Woo et al. [9] studied the three-dimensional effects of supersonic cavity flow due to the variation of cavity aspect and width ratios using the RANS k–\(\omega \) turbulence model. The compressible NS equations were solved with the fourth-order Runge–Kutta method and FVS method with van Leer’s flux limiter. The study concluded the oscillation mode 2 appeared as a dominant oscillation frequency regardless of the aspect ratio of the cavity in the two-dimensional flow and oscillation mode 1 and 2 appeared in three-dimensional cavities of small aspect ratios. With the increase in the aspect or the width ratios, only the modes 2 or 3 appeared as a dominant frequency.

It is understood that due to the nature of the URANS formulation, the method has an inherent inability to detect modes accurately. Therefore, a number of studies have been dedicated to scale-resolving turbulence models such as LES. The study by Larcheveque et al. [10] shows the accuracy of employing LES or DES methods for a 3D cavity case where doors are present and aligned vertically.

DES simulations are still expensive, whereas the scale-adaptive simulation (SAS) approach developed by Menter [11] has shown to provide results nearly as good as DES or LES. Girimaji et al. [12] evaluated the scale-adaptive simulation of M219 cavity flows for transonic flow conditions. The SAS results showed good agreement with the experimental data for the M219 cavity at a tenth of the time required for Detached-Eddy simulations. As the SAS simulations are yet quite expensive for use in the industrial design process, further reduction in the computational time is sought. Therefore, in the pursuit of reducing the computational effort for cavity simulations, the SAS simulations have been investigated using the wall function technique in this study and its merits and demerits have been outlined in terms of acoustic prediction.

In this study, a novel open-cavity configuration with opened doors at the sides [13] has been investigated numerically at transonic flow conditions using two scale-resolving methods namely, a hybrid RANS-LES method with wall function (DES-WF) and scale adaptive simulation (SAS). The scale-adaptive simulation was also carried out using wall function technique (SAS-WF) to investigate the feasibility of simulating the cavity flows. The numerical simulations have been performed using the DLR-TAU computational fluid dynamics (CFD) code [14] under the flow conditions of Ma 0.8 and Re \(12 \times 10^{6}\). The numerically computed RMS values and wall spectra have been validated against the experimental data, which have been made available for this study by Airbus Defence and Space [13].

2 Model configuration and mesh generation

The cavity configuration used in this study has dimensions of length-to-depth ratio (L/D) 5.7 and length-to-width ratio (L/W) 4.16 (see Fig. 1). The cavity is cut onto a flat side along the centre line of the cavity rig at a certain distance from the rig’s sharp leading edge. Under the transonic flow condition of \(\mathrm{Ma}=0.8\) with the Reynolds number of the flow \(12 \times 10^{6}\), the cavity is expected to exhibit resonance. The doors are placed on either side of the cavity with positive Z pointing into the cavity. The probe locations placed at equidistant locations along the cavity ceiling and are named L1 to L8, as shown in Fig. 1.

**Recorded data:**

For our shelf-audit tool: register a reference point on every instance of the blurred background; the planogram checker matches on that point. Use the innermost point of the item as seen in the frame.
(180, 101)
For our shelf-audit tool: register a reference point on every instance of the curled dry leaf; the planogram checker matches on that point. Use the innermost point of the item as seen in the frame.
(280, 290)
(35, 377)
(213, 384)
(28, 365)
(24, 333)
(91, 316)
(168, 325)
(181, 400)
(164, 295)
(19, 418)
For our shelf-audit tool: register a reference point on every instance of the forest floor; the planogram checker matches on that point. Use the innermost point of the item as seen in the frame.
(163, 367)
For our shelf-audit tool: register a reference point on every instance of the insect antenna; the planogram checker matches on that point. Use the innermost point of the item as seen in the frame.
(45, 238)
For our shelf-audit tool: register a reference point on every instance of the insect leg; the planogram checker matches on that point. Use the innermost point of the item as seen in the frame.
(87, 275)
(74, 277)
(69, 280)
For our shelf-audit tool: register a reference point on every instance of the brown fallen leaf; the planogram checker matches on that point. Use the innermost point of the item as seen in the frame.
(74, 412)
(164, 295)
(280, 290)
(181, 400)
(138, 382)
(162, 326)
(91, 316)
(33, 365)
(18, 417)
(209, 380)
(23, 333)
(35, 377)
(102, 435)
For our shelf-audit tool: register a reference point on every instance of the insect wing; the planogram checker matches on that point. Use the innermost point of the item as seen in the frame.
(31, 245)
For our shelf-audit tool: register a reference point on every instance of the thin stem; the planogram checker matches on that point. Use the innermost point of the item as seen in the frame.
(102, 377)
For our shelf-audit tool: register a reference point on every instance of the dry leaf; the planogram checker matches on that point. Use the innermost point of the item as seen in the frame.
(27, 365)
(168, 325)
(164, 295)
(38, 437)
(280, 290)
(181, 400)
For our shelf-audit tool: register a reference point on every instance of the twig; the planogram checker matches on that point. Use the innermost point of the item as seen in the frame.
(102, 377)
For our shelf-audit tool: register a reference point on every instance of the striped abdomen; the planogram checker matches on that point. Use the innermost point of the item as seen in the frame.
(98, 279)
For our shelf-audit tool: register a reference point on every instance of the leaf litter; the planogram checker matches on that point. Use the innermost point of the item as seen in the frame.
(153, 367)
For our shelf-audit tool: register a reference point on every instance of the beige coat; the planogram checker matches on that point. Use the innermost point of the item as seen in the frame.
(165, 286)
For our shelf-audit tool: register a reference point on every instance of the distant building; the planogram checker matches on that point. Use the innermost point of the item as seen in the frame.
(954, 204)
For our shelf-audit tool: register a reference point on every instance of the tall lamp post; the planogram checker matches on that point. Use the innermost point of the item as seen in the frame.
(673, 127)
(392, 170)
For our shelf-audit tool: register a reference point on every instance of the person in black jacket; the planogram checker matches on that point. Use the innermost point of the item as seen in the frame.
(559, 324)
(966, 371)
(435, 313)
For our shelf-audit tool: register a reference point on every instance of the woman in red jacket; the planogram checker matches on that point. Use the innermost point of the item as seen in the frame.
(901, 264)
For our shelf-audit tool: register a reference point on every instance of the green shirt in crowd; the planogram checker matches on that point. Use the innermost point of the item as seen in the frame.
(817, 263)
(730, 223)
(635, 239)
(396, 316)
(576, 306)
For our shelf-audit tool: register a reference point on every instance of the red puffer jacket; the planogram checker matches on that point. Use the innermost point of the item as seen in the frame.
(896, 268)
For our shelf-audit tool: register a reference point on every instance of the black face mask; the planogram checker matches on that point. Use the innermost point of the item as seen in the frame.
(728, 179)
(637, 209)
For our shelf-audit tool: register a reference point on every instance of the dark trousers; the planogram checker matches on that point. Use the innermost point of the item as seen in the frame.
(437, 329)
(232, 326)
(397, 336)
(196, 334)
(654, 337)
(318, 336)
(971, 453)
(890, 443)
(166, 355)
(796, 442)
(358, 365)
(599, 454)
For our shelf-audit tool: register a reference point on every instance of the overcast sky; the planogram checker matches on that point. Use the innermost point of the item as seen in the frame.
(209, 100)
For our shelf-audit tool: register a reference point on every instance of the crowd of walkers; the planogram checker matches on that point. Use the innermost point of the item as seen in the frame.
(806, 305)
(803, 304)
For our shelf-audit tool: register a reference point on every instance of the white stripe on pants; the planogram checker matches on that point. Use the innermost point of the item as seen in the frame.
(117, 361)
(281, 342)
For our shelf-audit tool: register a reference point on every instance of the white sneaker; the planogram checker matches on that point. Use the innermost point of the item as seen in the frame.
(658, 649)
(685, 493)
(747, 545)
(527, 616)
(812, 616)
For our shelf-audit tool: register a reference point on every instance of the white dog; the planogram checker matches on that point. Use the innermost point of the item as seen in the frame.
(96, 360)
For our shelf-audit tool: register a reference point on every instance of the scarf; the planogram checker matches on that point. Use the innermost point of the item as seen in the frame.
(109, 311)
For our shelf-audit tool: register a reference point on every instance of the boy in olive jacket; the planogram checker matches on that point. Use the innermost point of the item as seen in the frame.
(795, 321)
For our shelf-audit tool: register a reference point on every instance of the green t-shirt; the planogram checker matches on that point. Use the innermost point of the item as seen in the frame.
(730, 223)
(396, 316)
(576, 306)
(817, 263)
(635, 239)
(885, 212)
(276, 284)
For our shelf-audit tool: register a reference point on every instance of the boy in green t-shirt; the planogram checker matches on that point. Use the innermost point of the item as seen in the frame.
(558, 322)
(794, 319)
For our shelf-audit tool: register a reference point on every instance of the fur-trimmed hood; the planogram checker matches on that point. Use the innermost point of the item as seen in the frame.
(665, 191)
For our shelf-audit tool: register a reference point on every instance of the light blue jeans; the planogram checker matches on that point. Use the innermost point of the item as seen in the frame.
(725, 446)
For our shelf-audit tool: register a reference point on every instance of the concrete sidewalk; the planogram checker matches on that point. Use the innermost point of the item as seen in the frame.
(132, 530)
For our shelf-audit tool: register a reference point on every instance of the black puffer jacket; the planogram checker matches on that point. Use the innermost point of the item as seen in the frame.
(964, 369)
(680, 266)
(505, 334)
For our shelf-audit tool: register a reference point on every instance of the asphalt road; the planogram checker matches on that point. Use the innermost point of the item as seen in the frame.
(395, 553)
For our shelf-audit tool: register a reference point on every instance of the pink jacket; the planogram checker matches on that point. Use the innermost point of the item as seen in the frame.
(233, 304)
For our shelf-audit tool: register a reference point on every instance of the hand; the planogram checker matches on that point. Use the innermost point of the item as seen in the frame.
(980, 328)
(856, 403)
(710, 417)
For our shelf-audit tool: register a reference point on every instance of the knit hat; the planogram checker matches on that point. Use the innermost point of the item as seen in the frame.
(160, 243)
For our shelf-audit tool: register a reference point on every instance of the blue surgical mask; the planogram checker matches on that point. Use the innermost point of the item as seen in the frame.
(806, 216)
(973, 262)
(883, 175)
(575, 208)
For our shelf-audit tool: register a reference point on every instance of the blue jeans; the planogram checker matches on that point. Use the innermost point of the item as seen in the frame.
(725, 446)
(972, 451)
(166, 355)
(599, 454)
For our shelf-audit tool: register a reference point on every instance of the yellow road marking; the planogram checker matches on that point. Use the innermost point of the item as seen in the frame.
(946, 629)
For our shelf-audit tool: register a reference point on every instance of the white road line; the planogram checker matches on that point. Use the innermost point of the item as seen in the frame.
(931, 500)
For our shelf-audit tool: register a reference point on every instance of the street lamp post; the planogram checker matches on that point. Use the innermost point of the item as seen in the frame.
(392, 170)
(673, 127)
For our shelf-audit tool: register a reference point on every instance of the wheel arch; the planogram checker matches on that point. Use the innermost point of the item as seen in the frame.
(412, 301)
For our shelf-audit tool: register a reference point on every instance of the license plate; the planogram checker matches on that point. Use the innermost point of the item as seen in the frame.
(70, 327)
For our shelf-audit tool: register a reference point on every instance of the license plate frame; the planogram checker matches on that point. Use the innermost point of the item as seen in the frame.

**Task details:**
Repeat part of the cavity flow passage word for word, beginning at the words "In this study, a" and stopping after "and Space [13].". Work from the cavity flow passage alone, not from the rows.

**Result:**
In this study, a novel open-cavity configuration with opened doors at the sides [13] has been investigated numerically at transonic flow conditions using two scale-resolving methods namely, a hybrid RANS-LES method with wall function (DES-WF) and scale adaptive simulation (SAS). The scale-adaptive simulation was also carried out using wall function technique (SAS-WF) to investigate the feasibility of simulating the cavity flows. The numerical simulations have been performed using the DLR-TAU computational fluid dynamics (CFD) code [14] under the flow conditions of Ma 0.8 and Re \(12 \times 10^{6}\). The numerically computed RMS values and wall spectra have been validated against the experimental data, which have been made available for this study by Airbus Defence and Space [13].